• Supplied material

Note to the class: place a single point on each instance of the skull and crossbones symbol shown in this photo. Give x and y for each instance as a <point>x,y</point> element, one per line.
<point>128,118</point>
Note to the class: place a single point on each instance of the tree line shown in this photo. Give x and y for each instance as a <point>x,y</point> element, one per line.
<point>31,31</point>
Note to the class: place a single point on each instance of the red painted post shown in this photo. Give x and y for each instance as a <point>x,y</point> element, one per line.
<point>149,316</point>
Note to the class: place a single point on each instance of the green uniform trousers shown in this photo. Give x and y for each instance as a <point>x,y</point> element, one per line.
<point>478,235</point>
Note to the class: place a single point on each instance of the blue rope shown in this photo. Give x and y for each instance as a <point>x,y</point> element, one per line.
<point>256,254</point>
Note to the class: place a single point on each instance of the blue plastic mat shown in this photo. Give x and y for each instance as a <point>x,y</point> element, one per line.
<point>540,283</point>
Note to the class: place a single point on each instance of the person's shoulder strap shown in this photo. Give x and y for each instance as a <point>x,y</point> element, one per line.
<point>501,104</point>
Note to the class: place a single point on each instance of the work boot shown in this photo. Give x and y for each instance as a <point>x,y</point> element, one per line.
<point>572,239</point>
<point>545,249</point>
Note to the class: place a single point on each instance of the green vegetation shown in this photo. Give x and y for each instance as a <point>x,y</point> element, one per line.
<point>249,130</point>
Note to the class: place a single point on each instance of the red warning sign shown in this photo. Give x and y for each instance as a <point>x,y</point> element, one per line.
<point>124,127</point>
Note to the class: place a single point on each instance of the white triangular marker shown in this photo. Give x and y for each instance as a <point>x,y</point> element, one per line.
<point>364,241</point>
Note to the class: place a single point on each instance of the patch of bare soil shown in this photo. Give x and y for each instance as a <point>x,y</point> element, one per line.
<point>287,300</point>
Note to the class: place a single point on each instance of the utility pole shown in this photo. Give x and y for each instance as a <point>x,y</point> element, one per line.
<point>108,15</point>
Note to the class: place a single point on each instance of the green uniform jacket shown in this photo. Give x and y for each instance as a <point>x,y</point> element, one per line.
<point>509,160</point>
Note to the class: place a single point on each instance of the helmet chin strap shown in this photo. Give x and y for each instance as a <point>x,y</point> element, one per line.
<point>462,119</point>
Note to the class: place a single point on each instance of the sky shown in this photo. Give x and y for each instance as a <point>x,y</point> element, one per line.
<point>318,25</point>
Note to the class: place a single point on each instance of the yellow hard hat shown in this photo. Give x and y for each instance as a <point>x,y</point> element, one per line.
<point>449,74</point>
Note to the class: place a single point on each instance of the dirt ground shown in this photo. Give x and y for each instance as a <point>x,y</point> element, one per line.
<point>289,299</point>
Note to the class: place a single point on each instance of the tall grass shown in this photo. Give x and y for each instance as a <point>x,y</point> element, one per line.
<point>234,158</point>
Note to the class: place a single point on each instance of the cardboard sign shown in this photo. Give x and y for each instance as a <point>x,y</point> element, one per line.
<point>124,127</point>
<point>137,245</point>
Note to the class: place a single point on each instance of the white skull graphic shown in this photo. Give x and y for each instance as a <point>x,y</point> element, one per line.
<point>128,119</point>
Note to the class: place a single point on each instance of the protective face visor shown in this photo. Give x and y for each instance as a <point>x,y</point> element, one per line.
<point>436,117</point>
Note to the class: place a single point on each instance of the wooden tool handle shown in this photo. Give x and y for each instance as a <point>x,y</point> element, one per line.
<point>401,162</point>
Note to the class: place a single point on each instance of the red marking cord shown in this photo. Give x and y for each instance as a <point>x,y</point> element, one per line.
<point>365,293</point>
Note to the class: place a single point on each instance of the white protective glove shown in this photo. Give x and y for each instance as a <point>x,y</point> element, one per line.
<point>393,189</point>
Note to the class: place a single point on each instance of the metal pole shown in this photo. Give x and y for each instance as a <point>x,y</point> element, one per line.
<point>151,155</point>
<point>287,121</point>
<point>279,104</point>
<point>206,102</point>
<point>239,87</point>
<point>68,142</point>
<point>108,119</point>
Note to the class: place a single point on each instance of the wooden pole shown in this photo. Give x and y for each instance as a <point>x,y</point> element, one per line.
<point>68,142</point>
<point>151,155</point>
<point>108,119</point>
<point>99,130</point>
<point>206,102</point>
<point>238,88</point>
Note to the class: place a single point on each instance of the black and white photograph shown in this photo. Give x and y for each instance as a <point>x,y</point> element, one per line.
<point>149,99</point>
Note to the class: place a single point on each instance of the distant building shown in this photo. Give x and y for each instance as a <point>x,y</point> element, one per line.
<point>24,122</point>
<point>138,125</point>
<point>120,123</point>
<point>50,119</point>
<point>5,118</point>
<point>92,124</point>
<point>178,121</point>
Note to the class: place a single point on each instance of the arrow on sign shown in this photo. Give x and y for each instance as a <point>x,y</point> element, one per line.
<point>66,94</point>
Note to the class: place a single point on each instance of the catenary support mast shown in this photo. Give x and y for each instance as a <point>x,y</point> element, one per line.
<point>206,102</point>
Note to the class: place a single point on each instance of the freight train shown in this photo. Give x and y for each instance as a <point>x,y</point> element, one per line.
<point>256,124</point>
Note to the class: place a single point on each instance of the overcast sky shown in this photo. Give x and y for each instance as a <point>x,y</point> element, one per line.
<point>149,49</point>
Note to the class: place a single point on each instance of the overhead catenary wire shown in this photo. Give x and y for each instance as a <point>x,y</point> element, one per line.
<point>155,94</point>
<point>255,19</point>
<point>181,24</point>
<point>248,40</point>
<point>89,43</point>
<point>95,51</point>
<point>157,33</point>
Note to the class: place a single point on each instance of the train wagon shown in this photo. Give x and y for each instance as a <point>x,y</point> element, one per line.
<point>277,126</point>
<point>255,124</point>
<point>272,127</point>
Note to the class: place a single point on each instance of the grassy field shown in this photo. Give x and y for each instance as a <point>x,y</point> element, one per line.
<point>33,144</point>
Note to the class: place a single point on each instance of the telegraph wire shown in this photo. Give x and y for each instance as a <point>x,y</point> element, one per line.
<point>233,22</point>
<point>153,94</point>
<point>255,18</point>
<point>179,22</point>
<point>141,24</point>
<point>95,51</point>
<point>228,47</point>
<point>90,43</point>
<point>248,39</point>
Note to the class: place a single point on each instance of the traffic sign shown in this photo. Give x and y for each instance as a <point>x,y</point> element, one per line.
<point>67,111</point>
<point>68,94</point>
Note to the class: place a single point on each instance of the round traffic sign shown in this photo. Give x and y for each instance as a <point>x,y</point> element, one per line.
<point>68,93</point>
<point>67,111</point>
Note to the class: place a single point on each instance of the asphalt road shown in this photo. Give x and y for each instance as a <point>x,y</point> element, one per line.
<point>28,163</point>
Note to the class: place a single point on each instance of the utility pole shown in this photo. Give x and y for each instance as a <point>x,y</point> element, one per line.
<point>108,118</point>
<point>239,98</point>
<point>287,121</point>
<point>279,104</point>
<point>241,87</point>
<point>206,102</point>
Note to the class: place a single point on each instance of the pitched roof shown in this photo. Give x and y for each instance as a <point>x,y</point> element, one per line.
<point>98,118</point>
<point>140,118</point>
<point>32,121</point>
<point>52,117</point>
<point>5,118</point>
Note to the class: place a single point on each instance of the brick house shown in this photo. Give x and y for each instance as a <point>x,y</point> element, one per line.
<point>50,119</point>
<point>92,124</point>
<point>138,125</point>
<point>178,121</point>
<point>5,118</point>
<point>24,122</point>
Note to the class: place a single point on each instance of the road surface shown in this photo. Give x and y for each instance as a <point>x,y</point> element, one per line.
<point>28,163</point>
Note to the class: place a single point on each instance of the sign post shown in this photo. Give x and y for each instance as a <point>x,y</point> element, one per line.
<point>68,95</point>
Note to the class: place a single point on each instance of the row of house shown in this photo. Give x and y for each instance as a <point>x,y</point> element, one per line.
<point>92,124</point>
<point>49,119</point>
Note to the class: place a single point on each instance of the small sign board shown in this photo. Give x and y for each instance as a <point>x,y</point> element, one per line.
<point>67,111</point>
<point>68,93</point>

• Requirement
Rewrite the data from the line containing "of the overhead" up to and including the line containing "<point>157,33</point>" as a numbered list, skipping any blank lines.

• The response
1. Note to the class: place a single point on each instance of the overhead catenary wire shown in this photo. Give x and y for each instance as a <point>x,y</point> element, one per line.
2. <point>155,94</point>
3. <point>255,19</point>
4. <point>181,24</point>
5. <point>248,40</point>
6. <point>89,43</point>
7. <point>95,51</point>
8. <point>157,33</point>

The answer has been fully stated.